▸ DATA LISTING
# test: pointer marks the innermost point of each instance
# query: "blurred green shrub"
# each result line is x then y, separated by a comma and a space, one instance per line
==
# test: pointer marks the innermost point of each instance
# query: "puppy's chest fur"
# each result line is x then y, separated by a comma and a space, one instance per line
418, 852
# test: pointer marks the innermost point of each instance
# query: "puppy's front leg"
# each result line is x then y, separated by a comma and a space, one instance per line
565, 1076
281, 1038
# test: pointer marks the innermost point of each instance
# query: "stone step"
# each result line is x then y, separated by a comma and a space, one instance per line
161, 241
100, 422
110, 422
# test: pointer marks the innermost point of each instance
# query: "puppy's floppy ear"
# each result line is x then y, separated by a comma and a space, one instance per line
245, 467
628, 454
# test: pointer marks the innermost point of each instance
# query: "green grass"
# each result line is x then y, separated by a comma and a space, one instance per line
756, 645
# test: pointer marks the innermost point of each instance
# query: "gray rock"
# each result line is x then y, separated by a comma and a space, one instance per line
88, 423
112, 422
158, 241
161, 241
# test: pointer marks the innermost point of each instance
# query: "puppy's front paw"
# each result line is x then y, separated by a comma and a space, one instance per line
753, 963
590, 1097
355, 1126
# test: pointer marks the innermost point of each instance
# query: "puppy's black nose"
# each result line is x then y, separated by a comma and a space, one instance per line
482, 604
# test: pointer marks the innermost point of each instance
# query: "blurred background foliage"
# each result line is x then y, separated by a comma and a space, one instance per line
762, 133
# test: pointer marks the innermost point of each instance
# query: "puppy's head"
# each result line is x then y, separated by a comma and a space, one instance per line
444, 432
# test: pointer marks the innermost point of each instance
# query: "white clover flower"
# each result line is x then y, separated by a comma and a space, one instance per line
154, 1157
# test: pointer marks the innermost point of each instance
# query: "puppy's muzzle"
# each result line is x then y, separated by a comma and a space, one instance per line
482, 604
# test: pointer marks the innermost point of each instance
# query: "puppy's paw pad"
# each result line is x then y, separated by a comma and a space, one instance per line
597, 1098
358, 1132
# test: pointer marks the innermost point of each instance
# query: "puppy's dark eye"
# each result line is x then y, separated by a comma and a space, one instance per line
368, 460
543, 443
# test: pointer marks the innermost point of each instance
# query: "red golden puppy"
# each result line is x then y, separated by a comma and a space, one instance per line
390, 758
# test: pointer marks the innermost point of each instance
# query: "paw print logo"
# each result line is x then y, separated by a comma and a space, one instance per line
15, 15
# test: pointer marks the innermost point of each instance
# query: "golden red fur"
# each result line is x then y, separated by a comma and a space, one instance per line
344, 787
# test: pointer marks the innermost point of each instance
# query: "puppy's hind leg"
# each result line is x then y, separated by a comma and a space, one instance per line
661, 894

▸ REQUIREMENT
Find the word "puppy" in the entries, and copy every line it shows up in.

▸ RESULT OF THE TASK
# query: "puppy's chest fur"
# query: "puppy's front leg"
# query: "puppy's floppy ear"
# query: "puppy's front paw"
# query: "puppy's black nose"
# query: "puppy's head"
# query: "puppy's muzzle"
# query: "puppy's paw pad"
# query: "puppy's dark eye"
# query: "red golden puppy"
# query: "puppy's hind leg"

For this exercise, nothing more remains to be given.